Texto proporcionado =>

# # #

Jaime Gil de Biedma tiene un poema, “De vita beata” que describe lo que fueron sus últimos meses, con el cerebro estragado por el sida, y que podrían servir para describir los últimos años de Bellow: “… en un pueblo junto al mar,/ poseer una casa y poca hacienda/ y memoria ninguna. No leer,/ no escribir, no sufrir, no pagar cuentas,/ y vivir como un noble arruinado/ entre las ruinas de mi inteligencia.” Bellow pasó sus últimos años sin poder leer; cada vez que leía una frase, al llegar al final se había olvidado del inicio.
Hitchens tuvo una muerte heroica y Bellow una muerte sabia. La muerte de Philip Larkin fue un poco obtusa y hasta anticuada. Igual que el personaje y su poesía. Colapsó en el cuarto de baño que había bajo las escaleras y con sus pies trabó la puerta. Su mujer no pudo ayudarle, porque Larkin se había dejado el audífono en otro cuarto. Sobrevivió al episodio del baño, pero de allí se lo llevaron al hospital, donde esperó a la Parca completamente sedado. Dado el temor que le tenía, probablemente fuera mejor así. Por cierto, que su muerte me recuerda a la de Evelyn Waugh 19 años antes. Murió de un infarto en el cuarto de baño haciendo de vientre.
Amis se explaya sobre las muertes de su mejor amigo, de su padre literario y de su padre hipotético, pero la muerte de su padre biológico parece despertar mucho menos sentimiento y el que suscita es más que nada porque prefigura su destino mortal: “… A los tres o cuatro días de la muerte de Kingsley tuve la sensación de que me estaba moviendo, con los ojos abiertos, de la reserva a la primera línea; la figura intercesora se había ido y ahora yo tenía que dar un paso al frente…”
Hay muchas más muertes en el libro, pero me las ahorraré.
Amar y morir es importante. Tal vez sean las únicas cosas verdaderamente importantes. La segunda, además, es inevitable. Para un escritor, hay una tercera cosa que es igual de importante y en cierto sentido tan inevitable como la muerte: la literatura.
Aquí y allá Amis espolvorea el libro con observaciones literarias o críticas de escritores. Transcribo algunas de mis preferidas:
“Nunca utilices una frase que sea de segunda mano (…) Así pues limpia tu prosa de todo lo que huela a rebaño y a salsa de oveja. Tu prosa, evidentemente, debería salir de ti, de ti mismo- construida a propósito, no producida en masa.”
“Nunca utilices una forma de palabras que esté en algún sentido lista para usar. Formas de palabras como calor sofocante o frío helador o sano escepticismo…”
“No agobies a tu lector con un montón de nuevos conocidos, como Faulkner tiende a hacer, comenzando una historia breve con algo así como Abe, Bax, Cal y Dirk estaban sentados delante, así que me fui detrás con Emery, Fil, Grunt, Hube y J-J (al que solían llamar Zodie) y fuera en la plataforma pude ver a Keller, Leroy, Mo, Ned, Orrin…” [Se observará en este fragmento que Amis está dotado para la sátira].
“Los lectores también son artistas. Todos y cada uno de ellos se pinta una imagen mental diferente de Madame Bovary.” [Me gusta mucho la idea subyacente. El lector no es un sujeto pasivo que se limita a pasar las páginas del libro. El lector recrea la historia que le cuenta el escritor. Leer es un arte igual que lo es escribir. Sólo un escritor lerdo se olvida de algo tan obvio como que el lector es inteligente. Si no lo fuera, no habría cogido tu libro para leerlo].
Bastantes amores, muchísimas muertes y algunos consejos literarios. Todo eso es “Inside Story”. Y creo que con menos páginas habría sido una gran historia.

# # #

Entradas de datos extraídas
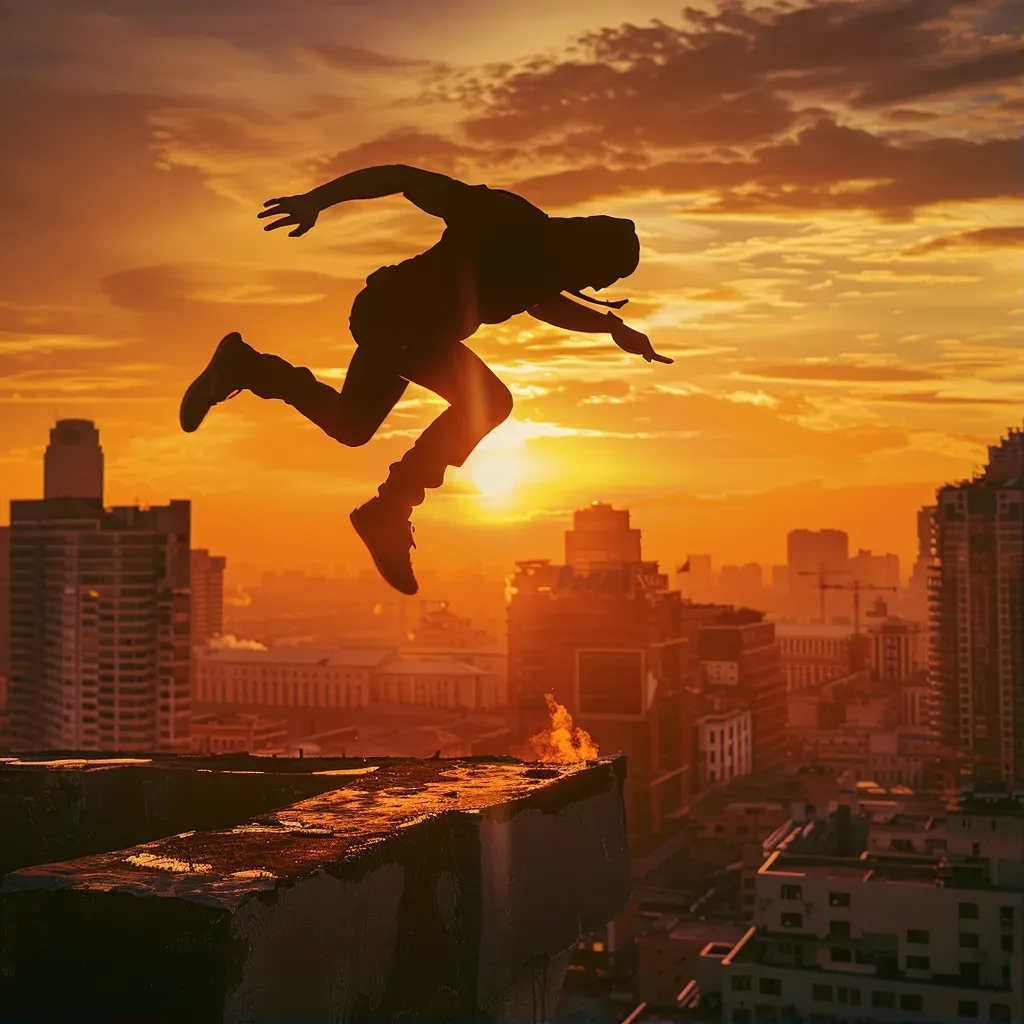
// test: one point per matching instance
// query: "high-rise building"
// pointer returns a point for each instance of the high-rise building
(884, 936)
(73, 465)
(607, 643)
(99, 612)
(601, 539)
(4, 621)
(915, 599)
(976, 616)
(99, 626)
(813, 557)
(207, 596)
(740, 660)
(698, 581)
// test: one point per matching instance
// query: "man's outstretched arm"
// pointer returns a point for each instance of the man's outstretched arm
(562, 311)
(427, 189)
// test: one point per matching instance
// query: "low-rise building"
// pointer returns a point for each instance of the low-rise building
(886, 937)
(236, 731)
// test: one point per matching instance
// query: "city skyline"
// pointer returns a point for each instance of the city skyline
(842, 317)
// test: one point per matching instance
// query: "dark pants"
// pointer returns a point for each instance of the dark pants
(391, 350)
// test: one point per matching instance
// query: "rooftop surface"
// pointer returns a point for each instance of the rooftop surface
(305, 889)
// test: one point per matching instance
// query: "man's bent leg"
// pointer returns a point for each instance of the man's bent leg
(479, 401)
(372, 387)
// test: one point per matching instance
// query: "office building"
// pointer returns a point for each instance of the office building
(886, 936)
(608, 644)
(73, 463)
(99, 626)
(976, 617)
(813, 557)
(601, 539)
(207, 596)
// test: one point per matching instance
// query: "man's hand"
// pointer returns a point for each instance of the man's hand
(634, 342)
(299, 210)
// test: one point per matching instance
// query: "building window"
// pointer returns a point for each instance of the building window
(970, 974)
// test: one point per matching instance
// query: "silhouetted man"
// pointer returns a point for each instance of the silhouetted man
(498, 256)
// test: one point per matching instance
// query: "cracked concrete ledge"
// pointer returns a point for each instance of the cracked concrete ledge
(430, 891)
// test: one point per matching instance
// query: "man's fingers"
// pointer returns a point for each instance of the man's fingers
(284, 222)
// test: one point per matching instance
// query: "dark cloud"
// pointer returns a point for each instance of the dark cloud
(839, 372)
(981, 238)
(723, 78)
(997, 66)
(348, 57)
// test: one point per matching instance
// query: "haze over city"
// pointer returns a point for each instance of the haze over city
(691, 693)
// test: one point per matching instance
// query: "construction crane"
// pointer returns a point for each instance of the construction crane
(821, 572)
(856, 587)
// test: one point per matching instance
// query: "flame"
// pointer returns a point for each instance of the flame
(561, 742)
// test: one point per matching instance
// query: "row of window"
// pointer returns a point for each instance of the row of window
(881, 998)
(966, 911)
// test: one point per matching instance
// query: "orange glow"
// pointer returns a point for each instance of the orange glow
(561, 742)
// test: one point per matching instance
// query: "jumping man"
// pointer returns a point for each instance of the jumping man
(498, 256)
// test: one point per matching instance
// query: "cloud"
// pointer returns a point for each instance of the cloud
(838, 372)
(980, 238)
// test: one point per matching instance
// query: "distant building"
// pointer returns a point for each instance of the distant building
(876, 570)
(207, 596)
(885, 936)
(915, 600)
(298, 677)
(813, 653)
(607, 642)
(237, 732)
(4, 621)
(740, 662)
(601, 539)
(99, 626)
(73, 464)
(287, 677)
(724, 744)
(811, 557)
(977, 616)
(697, 583)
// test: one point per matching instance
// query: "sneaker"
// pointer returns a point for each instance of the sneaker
(217, 383)
(388, 536)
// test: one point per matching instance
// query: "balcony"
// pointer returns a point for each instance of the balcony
(249, 889)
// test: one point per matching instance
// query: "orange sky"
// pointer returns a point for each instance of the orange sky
(825, 196)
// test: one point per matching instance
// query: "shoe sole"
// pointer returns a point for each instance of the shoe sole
(196, 384)
(354, 520)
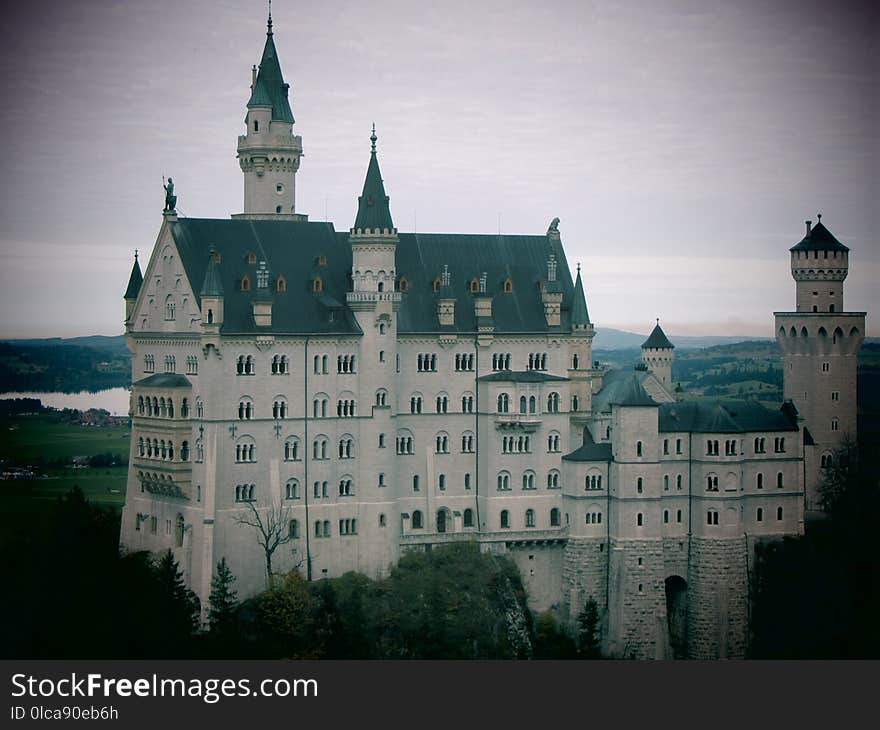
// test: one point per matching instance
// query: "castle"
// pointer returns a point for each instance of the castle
(368, 392)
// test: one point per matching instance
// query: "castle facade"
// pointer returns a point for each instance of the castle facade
(367, 392)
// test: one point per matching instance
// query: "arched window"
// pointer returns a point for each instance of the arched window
(291, 449)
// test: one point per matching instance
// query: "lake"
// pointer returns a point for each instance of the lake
(114, 400)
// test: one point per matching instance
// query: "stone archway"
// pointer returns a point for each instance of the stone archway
(676, 615)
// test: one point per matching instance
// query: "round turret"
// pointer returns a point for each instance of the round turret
(819, 265)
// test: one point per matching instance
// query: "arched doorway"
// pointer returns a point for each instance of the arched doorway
(676, 615)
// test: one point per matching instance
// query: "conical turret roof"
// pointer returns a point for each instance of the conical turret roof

# # #

Tarea 1 =>
Enumera las formas de palabras que el texto da como ejemplo de expresiones listas para usar.
Tarea 2 =>
Transcribe el fragmento del texto que empieza con las palabras "Amis se explaya" y termina con "me las ahorraré.".
Tarea 3 =>
Según el texto, ¿en qué lugar de la casa colapsó Philip Larkin?

Solución del ejercicio 1 =>
calor sofocante, frío helador, sano escepticismo

Solución del ejercicio 2 =>
Amis se explaya sobre las muertes de su mejor amigo, de su padre literario y de su padre hipotético, pero la muerte de su padre biológico parece despertar mucho menos sentimiento y el que suscita es más que nada porque prefigura su destino mortal: “… A los tres o cuatro días de la muerte de Kingsley tuve la sensación de que me estaba moviendo, con los ojos abiertos, de la reserva a la primera línea; la figura intercesora se había ido y ahora yo tenía que dar un paso al frente…”
Hay muchas más muertes en el libro, pero me las ahorraré.

Solución del ejercicio 3 =>
En el cuarto de baño que había bajo las escaleras.